### AIM OF THE EXERCISE
Reproduce the listing below with every occurrence of "single spaces" replaced by "one space", leaving all other text unchanged.

### LISTED RECORDS
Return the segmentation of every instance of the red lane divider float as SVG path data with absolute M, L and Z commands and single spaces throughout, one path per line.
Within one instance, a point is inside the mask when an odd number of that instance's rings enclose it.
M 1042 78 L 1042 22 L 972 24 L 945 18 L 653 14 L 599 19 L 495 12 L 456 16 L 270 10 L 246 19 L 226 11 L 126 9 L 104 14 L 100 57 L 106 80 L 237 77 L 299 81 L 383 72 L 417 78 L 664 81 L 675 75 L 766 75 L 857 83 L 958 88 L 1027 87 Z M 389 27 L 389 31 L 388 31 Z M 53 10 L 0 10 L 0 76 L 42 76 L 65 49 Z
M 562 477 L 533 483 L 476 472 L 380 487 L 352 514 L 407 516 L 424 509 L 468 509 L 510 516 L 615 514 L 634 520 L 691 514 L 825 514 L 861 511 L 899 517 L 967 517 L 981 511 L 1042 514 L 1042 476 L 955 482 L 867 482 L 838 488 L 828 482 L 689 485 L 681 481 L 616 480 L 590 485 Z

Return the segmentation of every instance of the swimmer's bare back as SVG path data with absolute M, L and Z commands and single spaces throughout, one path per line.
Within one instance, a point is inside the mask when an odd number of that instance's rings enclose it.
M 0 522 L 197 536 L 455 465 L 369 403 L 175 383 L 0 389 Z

### CORRECT OUTPUT
Return the segmentation of every instance of the red lane divider float as SVG path data with absolute M, L and Z commands and one space throughout, one path per line.
Within one instance, a point is inside the mask when an odd number of that instance's rings enclose it.
M 1042 78 L 1042 22 L 972 24 L 945 18 L 653 14 L 599 19 L 495 12 L 456 16 L 270 10 L 246 19 L 226 11 L 126 9 L 104 14 L 100 57 L 106 80 L 237 77 L 299 81 L 383 72 L 417 78 L 664 81 L 675 75 L 766 75 L 857 83 L 958 88 L 1027 87 Z M 389 27 L 389 31 L 388 31 Z M 53 10 L 0 10 L 0 76 L 42 76 L 65 49 Z
M 562 477 L 533 483 L 476 472 L 380 487 L 352 514 L 407 516 L 424 509 L 468 509 L 510 516 L 615 514 L 634 520 L 691 514 L 825 514 L 861 511 L 899 517 L 967 517 L 981 511 L 1042 514 L 1042 476 L 955 482 L 867 482 L 838 488 L 828 482 L 689 485 L 681 481 L 616 480 L 590 485 Z

Return the segmentation of every instance of the swimmer's bare back as SVG path data with absolute M, L and Z commands and one space throughout, one path per line.
Within one instance, a point is inside the mask when an odd number of that instance's rings enclose it.
M 0 522 L 197 536 L 455 465 L 369 403 L 175 383 L 0 389 Z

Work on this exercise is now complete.